— Start of Provided text —
# Naughty 7 month old Labrador!



## georgie87 (Jan 7, 2010)

Hi Everyone, 

I am new to the Pet Forums and thought I would join as I am always reading the messages people have posted and now I need some help so thought someone could help me on here! 

I am a dog walker and I am currently walking two 7 month old labradors. 
They have been brought up and live together but are not from the same litter. Jessie is a black working lab and Daisy is a golden lab (not working). They are very excitable as puppies are and when they are together they go crazy whether they are in the house or out on a walk. 

However, when walked seperately Jessie is very well behaved and Daisy is still naughty. The main problem I and the owner has is Daisy jumps up to strangers and people she knows and nips their nose or mouth. She is not aggressive in anyway just extremely playful. 

We have tried turning around and ignoring her, pushing her down and saying 'No' firmly. It is not even like she gives you any warning sign she is going to do it! 

We really don't want to resort to putting her on the lead on the walks as she gets on great with other dogs. Plus, we need her to burn off as much energy as possible so that she is calmer in the house. 

The only other thing I can think is if we muzzle her when we are out walking and try solve the problem in the house first. 

Any help or advice anybody may have on helping to stop this problem would be greatly appreciated. We know this issue needs fixing now before it's too late! 

Thanks 
:smile5:


----------



## Matrix/Logan (May 7, 2009)

There is a spray on the market that you attach to your belt and it gives a loud noise when you spray it (i can't remember what it is called but pets at home sell it). You would have to spray it when she jumps up and then reward her when she stops and sits to see what the noise is. This may help to break the habit, and then carry the spray wherever you go on walks to use if required.


----------



## georgie87 (Jan 7, 2010)

Thanks for that....anything is worth a try!!!


----------



## Burrowzig (Feb 18, 2009)

Matrix/Logan said:


> There is a spray on the market that you attach to your belt and it gives a loud noise when you spray it (i can't remember what it is called but pets at home sell it). You would have to spray it when she jumps up and then reward her when she stops and sits to see what the noise is. This may help to break the habit, and then carry the spray wherever you go on walks to use if required.


I really seriously would not use pet corrector spray in close proximity to strangers. If Daisy has a fearful response and associates it with strangers it could make her properly aggressive towards them. Also, if she's not on lead you won't be close enough to get the timing right.
If she's running off towards strangers, a remote spray collar could stop her in her tracks as she starts to run, but shouldn't be used when people are in close proximity. These work better on sensitive dogs though, and it doesn't sound to me like Daisy is one of them!
I'd use a Baskerville muzzle if she is off lead or on a long line. Whatever her intentions, you can't allow jumping up and nipping. A lab could easily knock someone off balance and cause injury


----------



## lemmsy (May 12, 2008)

I agree with Burrowzig 100% on this one!
Do NOT use a corrector spray!

OK- now let's talk Daisy. Sounds like she needs to learn some self control.

Do you ever actually tell the dog what you WANT her to do? I.e. sit rather than jump.
— End of Provided text —
— Start of Material supplied —
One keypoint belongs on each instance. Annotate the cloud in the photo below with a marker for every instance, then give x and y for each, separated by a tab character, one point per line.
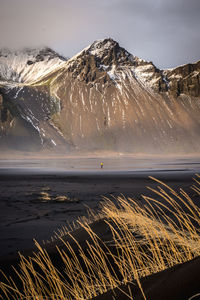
166	32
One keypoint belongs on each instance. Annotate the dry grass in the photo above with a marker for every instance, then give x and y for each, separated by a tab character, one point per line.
147	238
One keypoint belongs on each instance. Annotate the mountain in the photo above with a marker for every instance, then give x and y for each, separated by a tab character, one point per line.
102	98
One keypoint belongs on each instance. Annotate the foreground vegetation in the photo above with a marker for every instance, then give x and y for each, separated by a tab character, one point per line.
147	237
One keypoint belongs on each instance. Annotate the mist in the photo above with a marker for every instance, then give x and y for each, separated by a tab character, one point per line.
165	32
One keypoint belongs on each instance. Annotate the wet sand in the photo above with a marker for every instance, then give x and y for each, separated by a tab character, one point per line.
24	215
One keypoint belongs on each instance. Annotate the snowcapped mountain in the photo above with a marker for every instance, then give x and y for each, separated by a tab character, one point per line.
102	98
28	65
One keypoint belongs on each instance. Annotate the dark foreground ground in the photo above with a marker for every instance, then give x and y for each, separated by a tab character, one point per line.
25	213
29	189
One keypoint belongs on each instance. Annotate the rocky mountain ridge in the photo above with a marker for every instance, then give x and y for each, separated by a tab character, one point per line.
102	98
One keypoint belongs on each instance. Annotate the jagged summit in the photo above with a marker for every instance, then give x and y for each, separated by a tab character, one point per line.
102	98
106	62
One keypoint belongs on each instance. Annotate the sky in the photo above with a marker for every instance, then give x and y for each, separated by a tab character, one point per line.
166	32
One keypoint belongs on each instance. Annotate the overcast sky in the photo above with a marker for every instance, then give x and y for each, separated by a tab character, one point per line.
166	32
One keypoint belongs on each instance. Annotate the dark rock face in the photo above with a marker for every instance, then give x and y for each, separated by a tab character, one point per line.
185	80
103	98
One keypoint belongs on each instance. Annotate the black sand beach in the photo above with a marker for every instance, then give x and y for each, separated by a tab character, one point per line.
25	214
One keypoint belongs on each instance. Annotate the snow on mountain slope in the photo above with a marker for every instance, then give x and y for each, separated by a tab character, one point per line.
104	98
28	65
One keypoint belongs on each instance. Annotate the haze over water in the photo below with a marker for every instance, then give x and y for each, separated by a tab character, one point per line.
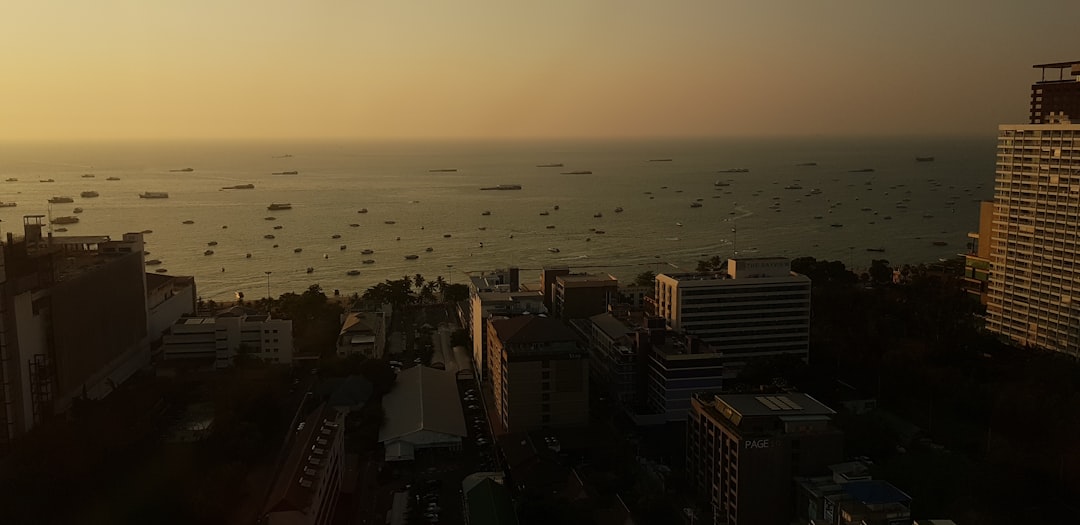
— End of Material supplied —
Aim of the exercise = Can you summarize the forum thread about the nipping Labrador puppy in two sentences? These lines have nothing to do with this.

Result for this exercise = A dog walker asks for help with Daisy, a 7-month-old golden Labrador who jumps up at strangers and people she knows and nips their nose or mouth, even though she has been ignored, pushed down, and told "No" firmly. One reply suggests a noise-making spray followed by a reward when she sits, but Burrowzig warns against using such a spray near strangers and recommends a Baskerville muzzle, and lemmsy agrees and asks whether Daisy is ever told what she should do instead, such as sit rather than jump.